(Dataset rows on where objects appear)

==========

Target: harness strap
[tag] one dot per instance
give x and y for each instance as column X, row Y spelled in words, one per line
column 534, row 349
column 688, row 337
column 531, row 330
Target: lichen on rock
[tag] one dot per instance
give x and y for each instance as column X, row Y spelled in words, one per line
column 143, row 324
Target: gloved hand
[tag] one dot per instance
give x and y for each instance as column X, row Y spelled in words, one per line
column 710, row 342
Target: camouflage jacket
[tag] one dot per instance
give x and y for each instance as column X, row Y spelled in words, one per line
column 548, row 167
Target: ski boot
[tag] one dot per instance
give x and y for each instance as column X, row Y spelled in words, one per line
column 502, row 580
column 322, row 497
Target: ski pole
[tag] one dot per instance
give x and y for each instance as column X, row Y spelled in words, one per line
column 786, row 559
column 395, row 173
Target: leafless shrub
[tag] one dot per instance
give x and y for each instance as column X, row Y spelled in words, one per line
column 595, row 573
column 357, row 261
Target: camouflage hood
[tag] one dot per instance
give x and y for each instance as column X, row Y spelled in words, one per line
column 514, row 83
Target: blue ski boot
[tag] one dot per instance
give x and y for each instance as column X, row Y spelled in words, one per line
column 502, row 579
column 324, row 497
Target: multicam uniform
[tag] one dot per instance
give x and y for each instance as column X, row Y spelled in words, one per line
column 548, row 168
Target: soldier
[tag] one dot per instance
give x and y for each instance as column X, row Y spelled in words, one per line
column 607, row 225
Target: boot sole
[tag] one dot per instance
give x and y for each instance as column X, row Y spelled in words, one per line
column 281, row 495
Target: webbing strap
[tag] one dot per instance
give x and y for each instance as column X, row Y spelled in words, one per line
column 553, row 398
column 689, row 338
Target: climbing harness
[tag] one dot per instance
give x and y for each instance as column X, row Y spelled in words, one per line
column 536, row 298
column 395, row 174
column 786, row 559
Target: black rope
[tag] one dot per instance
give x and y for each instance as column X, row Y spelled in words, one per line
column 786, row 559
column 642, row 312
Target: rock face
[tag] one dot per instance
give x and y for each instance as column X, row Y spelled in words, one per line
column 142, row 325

==========

**To do:** Your task is to reproduce the whole listing exactly.

**Complete response:**
Target: harness strap
[tag] one dot per instance
give x and y for each instance as column X, row Y spelled in words, one per line
column 534, row 349
column 688, row 337
column 531, row 330
Target: lichen on rock
[tag] one dot per instance
give x and y for each instance as column X, row Y spelled in words, one per line
column 143, row 324
Target: gloved hand
[tag] one dot per instance
give x and y for each instance as column X, row Y spelled in words, one per line
column 710, row 342
Target: camouflage jacket
[tag] one dot per instance
give x and y for each instance as column X, row Y spelled in words, one per line
column 548, row 167
Target: ski boot
[tag] one dot per instance
give x and y for each instance as column X, row Y spelled in words, one per line
column 502, row 580
column 322, row 497
Target: ski pole
[tag] one dot per instance
give x and y for each instance as column X, row Y spelled in words, one per line
column 786, row 559
column 395, row 173
Target: leafless shrub
[tag] one dot per instance
give x and y for each instance as column X, row Y spelled in words, one per line
column 595, row 573
column 357, row 261
Target: camouflage hood
[tag] one dot per instance
give x and y for each instance as column X, row Y spelled in words, one per line
column 514, row 83
Target: blue ski boot
[tag] one dot per instance
give x and y for each instance as column X, row Y spelled in words, one per line
column 502, row 579
column 324, row 497
Target: multicam uniform
[tag] one dot per instance
give x and y for each instance as column X, row Y spelled in words, one per line
column 548, row 168
Target: soldier
[tag] one dot per instance
give x and y for each instance as column X, row Y spelled in words, one per line
column 607, row 225
Target: boot sole
[tag] one dot per instance
give x and y for each instance as column X, row Y spelled in words, one per line
column 281, row 495
Target: webbing strap
[tag] one dot per instance
give x and y for each instance as column X, row Y spelled in words, one per line
column 553, row 398
column 689, row 338
Target: climbing harness
[tag] one dot per instance
give x and y for each instance as column X, row Y spelled in words, one per line
column 536, row 298
column 395, row 174
column 786, row 559
Target: black rope
[tag] one dot per instance
give x and y for each instance as column X, row Y spelled in words, one per line
column 786, row 559
column 642, row 312
Target: rock face
[tag] one dot per instance
give x and y for each instance as column X, row Y spelled in words, one per line
column 142, row 325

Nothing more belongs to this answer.